* [Direction]: Reproduce every record below exactly as written, leaving out any pictures.
-- START OF Data for this exercise --
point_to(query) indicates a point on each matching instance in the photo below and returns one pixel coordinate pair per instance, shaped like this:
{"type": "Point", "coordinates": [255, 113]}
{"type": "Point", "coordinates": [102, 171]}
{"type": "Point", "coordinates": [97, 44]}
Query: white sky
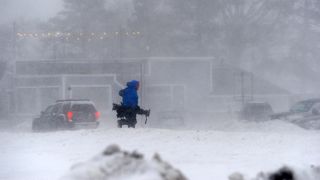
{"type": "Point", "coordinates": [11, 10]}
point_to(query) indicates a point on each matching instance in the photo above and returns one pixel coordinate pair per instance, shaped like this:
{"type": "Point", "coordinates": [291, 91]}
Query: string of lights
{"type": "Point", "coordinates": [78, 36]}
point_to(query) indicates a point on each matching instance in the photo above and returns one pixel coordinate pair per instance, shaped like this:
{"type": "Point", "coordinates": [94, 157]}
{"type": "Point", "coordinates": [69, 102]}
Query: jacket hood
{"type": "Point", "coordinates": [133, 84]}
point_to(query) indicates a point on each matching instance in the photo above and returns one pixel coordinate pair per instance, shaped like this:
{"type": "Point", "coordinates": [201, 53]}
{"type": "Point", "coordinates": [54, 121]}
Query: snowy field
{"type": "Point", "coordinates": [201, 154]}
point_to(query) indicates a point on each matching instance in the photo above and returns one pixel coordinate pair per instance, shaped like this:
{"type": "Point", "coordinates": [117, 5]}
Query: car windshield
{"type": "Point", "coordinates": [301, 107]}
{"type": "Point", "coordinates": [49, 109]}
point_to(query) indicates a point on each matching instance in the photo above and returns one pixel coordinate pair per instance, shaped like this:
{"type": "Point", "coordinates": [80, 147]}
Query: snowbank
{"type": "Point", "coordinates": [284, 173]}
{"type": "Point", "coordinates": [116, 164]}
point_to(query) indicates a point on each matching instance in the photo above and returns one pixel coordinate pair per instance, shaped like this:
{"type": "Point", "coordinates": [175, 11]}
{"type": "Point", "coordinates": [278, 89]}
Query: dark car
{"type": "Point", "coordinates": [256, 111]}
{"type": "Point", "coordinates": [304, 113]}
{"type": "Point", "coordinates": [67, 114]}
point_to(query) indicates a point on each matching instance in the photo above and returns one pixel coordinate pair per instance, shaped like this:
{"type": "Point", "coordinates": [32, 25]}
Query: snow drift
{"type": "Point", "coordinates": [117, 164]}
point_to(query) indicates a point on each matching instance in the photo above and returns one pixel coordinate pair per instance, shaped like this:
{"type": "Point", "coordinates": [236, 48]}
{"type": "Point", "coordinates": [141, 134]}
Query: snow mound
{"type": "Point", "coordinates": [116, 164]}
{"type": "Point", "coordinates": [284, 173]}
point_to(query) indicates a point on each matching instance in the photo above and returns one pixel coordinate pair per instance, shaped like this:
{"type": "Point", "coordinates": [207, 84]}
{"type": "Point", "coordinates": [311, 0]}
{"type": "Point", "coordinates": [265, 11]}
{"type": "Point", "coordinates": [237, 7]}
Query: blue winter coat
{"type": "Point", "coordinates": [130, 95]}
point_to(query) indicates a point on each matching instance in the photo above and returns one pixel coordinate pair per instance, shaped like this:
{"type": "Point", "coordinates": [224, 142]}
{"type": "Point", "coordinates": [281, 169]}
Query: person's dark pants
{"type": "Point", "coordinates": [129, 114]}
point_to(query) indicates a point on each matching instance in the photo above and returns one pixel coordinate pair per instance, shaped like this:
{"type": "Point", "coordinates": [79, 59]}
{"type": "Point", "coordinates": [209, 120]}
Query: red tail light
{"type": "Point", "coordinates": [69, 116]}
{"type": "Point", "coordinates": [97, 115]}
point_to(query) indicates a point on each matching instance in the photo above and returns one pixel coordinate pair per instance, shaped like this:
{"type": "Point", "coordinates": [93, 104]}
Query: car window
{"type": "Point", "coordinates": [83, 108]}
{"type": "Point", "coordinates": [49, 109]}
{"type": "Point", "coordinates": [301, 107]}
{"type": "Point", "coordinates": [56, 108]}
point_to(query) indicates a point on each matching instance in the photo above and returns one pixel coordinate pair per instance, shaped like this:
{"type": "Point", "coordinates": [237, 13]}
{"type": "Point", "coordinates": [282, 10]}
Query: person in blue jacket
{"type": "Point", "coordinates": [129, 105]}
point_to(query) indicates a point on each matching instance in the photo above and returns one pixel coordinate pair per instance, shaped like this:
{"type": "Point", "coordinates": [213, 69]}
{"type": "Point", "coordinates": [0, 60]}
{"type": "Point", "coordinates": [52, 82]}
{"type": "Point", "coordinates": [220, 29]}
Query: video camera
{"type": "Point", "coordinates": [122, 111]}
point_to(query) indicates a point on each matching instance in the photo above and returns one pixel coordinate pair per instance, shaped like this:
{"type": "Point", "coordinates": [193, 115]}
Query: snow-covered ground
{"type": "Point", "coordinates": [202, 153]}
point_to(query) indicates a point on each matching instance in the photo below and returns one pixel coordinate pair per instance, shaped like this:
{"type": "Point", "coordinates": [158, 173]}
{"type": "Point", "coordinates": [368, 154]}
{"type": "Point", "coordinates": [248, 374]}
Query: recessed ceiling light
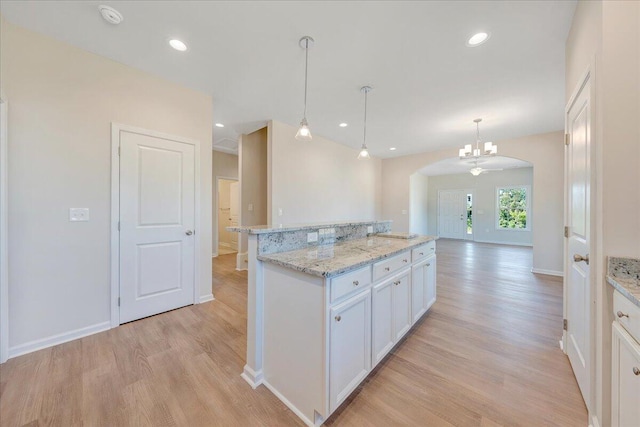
-- END OF Data for this exercise --
* [Response to this task]:
point_to(query) indicates a point on each matching instance in the photo below and returns one pixel coordinate pair per instance, shaped like this:
{"type": "Point", "coordinates": [255, 113]}
{"type": "Point", "coordinates": [102, 171]}
{"type": "Point", "coordinates": [97, 44]}
Query: white sky
{"type": "Point", "coordinates": [11, 10]}
point_to(query) indicates a point on each matching instance in the photo above and returns one pixel coordinate pair per instance, shaped like this:
{"type": "Point", "coordinates": [291, 91]}
Query: string of lights
{"type": "Point", "coordinates": [78, 36]}
point_to(query) indicates a point on each matching instance in the photo above and returns one pixel coordinate pair per instance, shaped like this:
{"type": "Point", "coordinates": [94, 157]}
{"type": "Point", "coordinates": [69, 102]}
Query: jacket hood
{"type": "Point", "coordinates": [133, 84]}
point_to(query) indicates a point on each matching instance in the photo above and returns one pixel coordinate pair per instance, shaped like this:
{"type": "Point", "coordinates": [201, 53]}
{"type": "Point", "coordinates": [54, 121]}
Query: snowy field
{"type": "Point", "coordinates": [201, 154]}
point_to(query) indicates a point on each matching instance in the photo above and returns one pixel coordinate pair per instance, shaped like this:
{"type": "Point", "coordinates": [117, 5]}
Query: car windshield
{"type": "Point", "coordinates": [301, 107]}
{"type": "Point", "coordinates": [49, 109]}
point_to(query) indicates a point on each matching instance in the photo above and returns one pixel coordinate pair per instance, shaped like this:
{"type": "Point", "coordinates": [80, 147]}
Query: snowbank
{"type": "Point", "coordinates": [284, 173]}
{"type": "Point", "coordinates": [116, 164]}
point_to(query) indicates a point on each matching instance in the photo above and returns one pixel coordinate pair per instance, shaped like this:
{"type": "Point", "coordinates": [175, 11]}
{"type": "Point", "coordinates": [278, 89]}
Query: dark car
{"type": "Point", "coordinates": [256, 111]}
{"type": "Point", "coordinates": [304, 113]}
{"type": "Point", "coordinates": [67, 114]}
point_to(query) indicates a point on each matching instance in the photo above and returns one pixel coordinate pair per instance, shaped like this:
{"type": "Point", "coordinates": [32, 25]}
Query: snow drift
{"type": "Point", "coordinates": [117, 164]}
point_to(query) indicates a point on each matching instance in the photo above and returns one pixel coordinate pair per instance, shaped like this:
{"type": "Point", "coordinates": [236, 48]}
{"type": "Point", "coordinates": [141, 134]}
Query: snow mound
{"type": "Point", "coordinates": [116, 164]}
{"type": "Point", "coordinates": [284, 173]}
point_to(query) indicates a point on each matching instance in the photo above and returns one pixel coordinate pair per instance, shaped like this:
{"type": "Point", "coordinates": [207, 84]}
{"type": "Point", "coordinates": [311, 0]}
{"type": "Point", "coordinates": [265, 11]}
{"type": "Point", "coordinates": [237, 7]}
Query: blue winter coat
{"type": "Point", "coordinates": [130, 95]}
point_to(query) indicates a point on each matching instance in the photo above and returns one pixel coordinate pair per instance, shaped like this:
{"type": "Point", "coordinates": [224, 142]}
{"type": "Point", "coordinates": [281, 169]}
Query: person's dark pants
{"type": "Point", "coordinates": [129, 114]}
point_to(query) indicates a point on each matching instance in the photo above and returns one pixel coordinate pair per instance, shaped like this:
{"type": "Point", "coordinates": [79, 59]}
{"type": "Point", "coordinates": [209, 120]}
Query: red tail light
{"type": "Point", "coordinates": [69, 116]}
{"type": "Point", "coordinates": [97, 115]}
point_to(query) indicates a point on each matching instance in the photo above and returns one pixel coordinate pair per instance, shaped like this:
{"type": "Point", "coordinates": [93, 104]}
Query: car window
{"type": "Point", "coordinates": [83, 108]}
{"type": "Point", "coordinates": [49, 109]}
{"type": "Point", "coordinates": [301, 107]}
{"type": "Point", "coordinates": [56, 108]}
point_to(query) indicates a point on each matching instance in the photo above and returns one pixel coordinate pair per instance, shaped like this:
{"type": "Point", "coordinates": [237, 13]}
{"type": "Point", "coordinates": [282, 10]}
Query: person in blue jacket
{"type": "Point", "coordinates": [129, 105]}
point_to(query) indicates a point on each matching instance in the photo above and returns one pixel coordinate pair per instance, shaped like this:
{"type": "Point", "coordinates": [213, 69]}
{"type": "Point", "coordinates": [0, 60]}
{"type": "Point", "coordinates": [52, 82]}
{"type": "Point", "coordinates": [220, 29]}
Query: video camera
{"type": "Point", "coordinates": [122, 111]}
point_to(query) indicates a point on each matching instance in the photo above and returns one pixel coordinate pair per instance, shaped like this:
{"type": "Point", "coordinates": [193, 115]}
Query: snow-covered ground
{"type": "Point", "coordinates": [202, 153]}
point_to(query) indicates a point on each matching instance in the photo below and returns one pixel coordinate pair per instance, shaped like this:
{"type": "Point", "coordinates": [158, 173]}
{"type": "Point", "coordinates": [368, 154]}
{"type": "Point", "coordinates": [248, 374]}
Query: recessed ceiling light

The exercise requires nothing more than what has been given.